EXERCISE BRIEF: Can all of these lines be returned exactly?

DATA LINES:
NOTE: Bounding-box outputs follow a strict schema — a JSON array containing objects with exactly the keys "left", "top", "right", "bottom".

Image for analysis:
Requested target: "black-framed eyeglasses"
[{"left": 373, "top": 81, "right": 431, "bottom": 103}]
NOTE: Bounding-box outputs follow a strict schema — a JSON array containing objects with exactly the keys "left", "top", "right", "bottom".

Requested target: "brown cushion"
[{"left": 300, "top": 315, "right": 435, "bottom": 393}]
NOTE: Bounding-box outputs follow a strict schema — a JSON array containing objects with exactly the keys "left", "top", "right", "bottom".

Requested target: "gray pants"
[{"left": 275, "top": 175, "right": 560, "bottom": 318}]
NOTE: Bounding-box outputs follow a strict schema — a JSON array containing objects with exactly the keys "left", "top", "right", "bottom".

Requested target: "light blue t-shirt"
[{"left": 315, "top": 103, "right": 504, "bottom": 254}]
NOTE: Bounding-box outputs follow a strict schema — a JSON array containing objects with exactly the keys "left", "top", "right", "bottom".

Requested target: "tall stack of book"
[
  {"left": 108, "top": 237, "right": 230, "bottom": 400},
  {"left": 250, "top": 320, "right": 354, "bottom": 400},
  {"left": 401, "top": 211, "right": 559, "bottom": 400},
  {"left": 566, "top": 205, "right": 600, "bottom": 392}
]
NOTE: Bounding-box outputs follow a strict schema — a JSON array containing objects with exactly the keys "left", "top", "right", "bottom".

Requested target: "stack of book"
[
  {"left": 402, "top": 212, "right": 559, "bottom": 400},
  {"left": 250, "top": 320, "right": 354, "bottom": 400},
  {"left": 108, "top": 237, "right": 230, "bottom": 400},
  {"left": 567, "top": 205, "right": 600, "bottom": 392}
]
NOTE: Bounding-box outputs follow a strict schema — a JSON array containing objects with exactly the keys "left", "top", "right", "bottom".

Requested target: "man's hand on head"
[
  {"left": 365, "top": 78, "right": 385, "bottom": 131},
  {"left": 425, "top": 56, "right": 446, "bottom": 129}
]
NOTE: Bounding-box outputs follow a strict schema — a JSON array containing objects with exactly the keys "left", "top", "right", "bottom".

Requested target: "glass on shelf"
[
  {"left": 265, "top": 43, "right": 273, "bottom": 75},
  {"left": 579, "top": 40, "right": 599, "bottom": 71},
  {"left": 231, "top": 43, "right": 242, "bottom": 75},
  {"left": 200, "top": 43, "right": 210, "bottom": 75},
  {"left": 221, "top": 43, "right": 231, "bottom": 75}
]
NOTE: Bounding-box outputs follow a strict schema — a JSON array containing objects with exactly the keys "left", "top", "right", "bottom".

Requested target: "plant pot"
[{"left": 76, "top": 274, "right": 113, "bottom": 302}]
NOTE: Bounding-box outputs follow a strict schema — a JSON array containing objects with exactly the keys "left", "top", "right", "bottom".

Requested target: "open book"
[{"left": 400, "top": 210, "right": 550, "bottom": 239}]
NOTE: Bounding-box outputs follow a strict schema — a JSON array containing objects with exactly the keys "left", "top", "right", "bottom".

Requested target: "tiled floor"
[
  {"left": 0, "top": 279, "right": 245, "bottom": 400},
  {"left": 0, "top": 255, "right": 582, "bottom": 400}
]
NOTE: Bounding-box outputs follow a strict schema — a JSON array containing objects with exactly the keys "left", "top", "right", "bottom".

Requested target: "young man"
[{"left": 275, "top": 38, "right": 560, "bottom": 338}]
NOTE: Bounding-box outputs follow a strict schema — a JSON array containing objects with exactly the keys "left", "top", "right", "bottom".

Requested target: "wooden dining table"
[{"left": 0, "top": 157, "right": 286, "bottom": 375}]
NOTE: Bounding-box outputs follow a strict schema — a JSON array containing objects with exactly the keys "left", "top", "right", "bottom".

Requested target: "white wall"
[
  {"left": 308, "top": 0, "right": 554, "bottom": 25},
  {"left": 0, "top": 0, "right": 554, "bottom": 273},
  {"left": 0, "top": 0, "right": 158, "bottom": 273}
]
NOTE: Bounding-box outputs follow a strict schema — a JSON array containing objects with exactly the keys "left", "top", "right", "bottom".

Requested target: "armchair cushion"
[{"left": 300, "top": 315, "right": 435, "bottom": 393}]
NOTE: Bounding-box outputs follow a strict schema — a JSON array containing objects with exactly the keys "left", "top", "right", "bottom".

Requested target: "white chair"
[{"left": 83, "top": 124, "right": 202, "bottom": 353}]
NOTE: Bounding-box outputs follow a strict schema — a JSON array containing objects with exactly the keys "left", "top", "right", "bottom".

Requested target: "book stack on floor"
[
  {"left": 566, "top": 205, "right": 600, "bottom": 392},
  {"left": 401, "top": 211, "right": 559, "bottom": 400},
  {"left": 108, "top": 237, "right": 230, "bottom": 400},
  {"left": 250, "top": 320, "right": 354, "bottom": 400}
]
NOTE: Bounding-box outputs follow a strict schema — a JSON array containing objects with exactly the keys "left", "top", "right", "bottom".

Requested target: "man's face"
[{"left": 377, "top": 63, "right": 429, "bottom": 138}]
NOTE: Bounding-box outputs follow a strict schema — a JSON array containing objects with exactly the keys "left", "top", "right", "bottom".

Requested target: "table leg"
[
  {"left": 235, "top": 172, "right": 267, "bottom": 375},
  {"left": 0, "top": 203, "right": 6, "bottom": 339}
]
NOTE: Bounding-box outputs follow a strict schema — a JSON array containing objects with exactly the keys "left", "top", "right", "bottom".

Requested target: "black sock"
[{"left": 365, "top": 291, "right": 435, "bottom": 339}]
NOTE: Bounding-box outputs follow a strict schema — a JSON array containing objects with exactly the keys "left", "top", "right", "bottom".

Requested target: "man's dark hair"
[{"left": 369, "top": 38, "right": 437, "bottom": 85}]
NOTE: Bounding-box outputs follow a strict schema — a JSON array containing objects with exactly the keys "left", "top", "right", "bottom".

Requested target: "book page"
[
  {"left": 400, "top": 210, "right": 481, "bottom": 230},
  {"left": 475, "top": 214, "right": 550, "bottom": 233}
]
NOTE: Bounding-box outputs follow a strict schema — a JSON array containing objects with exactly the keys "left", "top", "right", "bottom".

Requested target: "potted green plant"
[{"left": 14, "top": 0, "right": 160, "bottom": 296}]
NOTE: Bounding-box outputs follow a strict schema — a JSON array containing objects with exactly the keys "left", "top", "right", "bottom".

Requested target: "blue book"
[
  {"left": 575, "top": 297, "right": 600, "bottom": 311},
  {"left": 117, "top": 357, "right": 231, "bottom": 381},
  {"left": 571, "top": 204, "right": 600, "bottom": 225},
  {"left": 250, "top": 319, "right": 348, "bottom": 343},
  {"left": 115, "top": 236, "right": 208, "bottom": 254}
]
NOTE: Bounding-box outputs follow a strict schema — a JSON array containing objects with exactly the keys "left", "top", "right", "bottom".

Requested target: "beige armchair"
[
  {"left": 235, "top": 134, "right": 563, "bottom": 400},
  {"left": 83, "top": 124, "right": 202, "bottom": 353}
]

CORRECT RESULT:
NOTE: Bounding-box outputs follow a strict schema — a JSON array containing objects with exactly the keys "left", "top", "right", "bottom".

Image for analysis:
Requested target: "black-framed eyeglasses"
[{"left": 373, "top": 81, "right": 431, "bottom": 103}]
NOTE: Bounding-box outputs follow a strict schema — a JSON array containing objects with exactly the keys "left", "top", "right", "bottom".

Requested target: "brown cushion"
[{"left": 300, "top": 315, "right": 435, "bottom": 393}]
NOTE: Bounding-box outputs follow a strict schema — a JSON array containing objects with exactly the keys "left", "top", "right", "bottom".

Requested target: "gray pants"
[{"left": 275, "top": 175, "right": 560, "bottom": 318}]
NOTE: Bounding-box outputs follow a strict schema — a JSON array containing objects with exactly the keys "left", "top", "right", "bottom".

Requested target: "light blue t-shirt"
[{"left": 315, "top": 103, "right": 504, "bottom": 254}]
NOTE: Bounding-box outputs follow a strict schema — a JSON array containing objects with exactly the keys "left", "top", "right", "bottom".

Requested target: "tall stack of book"
[
  {"left": 108, "top": 237, "right": 230, "bottom": 400},
  {"left": 250, "top": 320, "right": 354, "bottom": 400},
  {"left": 401, "top": 211, "right": 559, "bottom": 400},
  {"left": 566, "top": 205, "right": 600, "bottom": 392}
]
NOTE: Bounding-box outputs follow a strict schema — a JSON array containing objects with exactly the keys "left", "top", "right", "bottom".

Requested target: "stack of book"
[
  {"left": 402, "top": 212, "right": 559, "bottom": 400},
  {"left": 250, "top": 320, "right": 354, "bottom": 400},
  {"left": 108, "top": 237, "right": 230, "bottom": 400},
  {"left": 567, "top": 205, "right": 600, "bottom": 392}
]
NOTE: Bounding-box outputs follow a strict schema — a JSON array containing objects with exactly the keys "left", "top", "right", "bottom".

Requested target: "man's hand on head"
[
  {"left": 365, "top": 78, "right": 385, "bottom": 131},
  {"left": 425, "top": 56, "right": 446, "bottom": 129}
]
NOTE: Bounding-box outputs follow a strict schema — a JSON array containing objects with exactly the keys "left", "top", "right", "bottom".

Requested target: "glass on shelf"
[
  {"left": 265, "top": 43, "right": 273, "bottom": 75},
  {"left": 579, "top": 40, "right": 599, "bottom": 71},
  {"left": 231, "top": 43, "right": 242, "bottom": 75},
  {"left": 200, "top": 43, "right": 210, "bottom": 75},
  {"left": 221, "top": 43, "right": 231, "bottom": 75}
]
NOTE: Bounding-box outputs follow a strict schema — a JSON array containing objects with exactly the keys "left", "top", "right", "bottom".

Requested target: "plant pot"
[{"left": 76, "top": 274, "right": 113, "bottom": 302}]
NOTE: Bounding-box outputs follow a strict schema — a JSON array containing objects with exactly the keys "left", "top", "right", "bottom".

Requested target: "open book"
[{"left": 400, "top": 210, "right": 550, "bottom": 239}]
NOTE: Bounding-box outputs follow a strict schema — a JSON array containing objects with exactly the keys "left", "top", "right", "bottom".

Requested target: "tiled floor"
[
  {"left": 0, "top": 279, "right": 245, "bottom": 400},
  {"left": 0, "top": 255, "right": 582, "bottom": 400}
]
NOTE: Bounding-box outputs follow a strict schema — a JSON array containing objects with exactly the keys "left", "top", "right", "bottom".

Requested target: "young man"
[{"left": 275, "top": 38, "right": 560, "bottom": 338}]
NOTE: Bounding-box outputs follow a strict schema — a JSON array containing objects with exactly the keys "left", "top", "right", "bottom".

Requested target: "wooden dining table"
[{"left": 0, "top": 157, "right": 286, "bottom": 375}]
NOTE: Bounding-box outputs follow a strict schema — a JSON array containing objects with exactly the keys "left", "top", "right", "bottom".

Requested target: "white wall"
[
  {"left": 308, "top": 0, "right": 554, "bottom": 25},
  {"left": 0, "top": 0, "right": 554, "bottom": 273},
  {"left": 0, "top": 0, "right": 158, "bottom": 273}
]
NOTE: Bounding-box outputs follow a strict schema — a JSON array containing objects with exactly the keys "left", "top", "right", "bottom".

Requested target: "armchair cushion"
[{"left": 300, "top": 315, "right": 435, "bottom": 393}]
NOTE: Bounding-box outputs follow a strict schema — a JSON array containing objects with exactly the keys "left", "top", "right", "bottom".

Requested target: "white chair"
[{"left": 83, "top": 124, "right": 202, "bottom": 353}]
NOTE: Bounding-box outputs follow a strict schema — a JSON array containing objects with exactly the keys "left", "top", "right", "bottom".

Requested target: "book stack on floor"
[
  {"left": 566, "top": 205, "right": 600, "bottom": 392},
  {"left": 401, "top": 211, "right": 559, "bottom": 400},
  {"left": 108, "top": 237, "right": 230, "bottom": 400},
  {"left": 250, "top": 320, "right": 354, "bottom": 400}
]
NOTE: Bounding-box outputs follow a strict schema — a JSON array containing objects with exactly the keys "left", "top", "right", "bottom".

Requested target: "man's face"
[{"left": 377, "top": 63, "right": 429, "bottom": 138}]
NOTE: Bounding-box outputs follow a strict schema — a JSON array containing objects with exactly the keys "left", "top", "right", "bottom".

Requested target: "table leg"
[
  {"left": 235, "top": 172, "right": 267, "bottom": 375},
  {"left": 0, "top": 203, "right": 6, "bottom": 339}
]
NOTE: Bounding-box outputs follow a strict schema — a JSON array containing objects with exactly the keys "left", "top", "right", "bottom".

Requested target: "black sock"
[{"left": 365, "top": 291, "right": 435, "bottom": 339}]
NOTE: Bounding-box outputs follow a strict schema — a JSON array containing objects with exactly the keys "left", "top", "right", "bottom".

Requested target: "man's dark hair"
[{"left": 369, "top": 38, "right": 437, "bottom": 85}]
NOTE: Bounding-box outputs follow a strict schema — a JSON array containing objects with exactly the keys "left", "top", "right", "bottom".

Requested target: "book page"
[
  {"left": 400, "top": 210, "right": 481, "bottom": 230},
  {"left": 475, "top": 214, "right": 550, "bottom": 233}
]
NOTE: Bounding-box outputs follow a strict schema — a JSON array containing objects with exactly the keys "left", "top", "right", "bottom".

Requested target: "potted green plant"
[{"left": 14, "top": 0, "right": 160, "bottom": 296}]
NOTE: Bounding-box outputs follow a strict schema — a JSON array containing objects with exactly the keys "left", "top", "right", "bottom".

Requested target: "blue book"
[
  {"left": 575, "top": 297, "right": 600, "bottom": 311},
  {"left": 117, "top": 357, "right": 231, "bottom": 381},
  {"left": 571, "top": 204, "right": 600, "bottom": 225},
  {"left": 250, "top": 319, "right": 348, "bottom": 343},
  {"left": 115, "top": 236, "right": 208, "bottom": 254}
]
NOTE: Bounding-box outputs follow a strict schema — a JSON array containing objects with exactly the keys "left", "top", "right", "bottom".

Requested target: "beige armchair"
[
  {"left": 235, "top": 134, "right": 563, "bottom": 400},
  {"left": 83, "top": 124, "right": 202, "bottom": 353}
]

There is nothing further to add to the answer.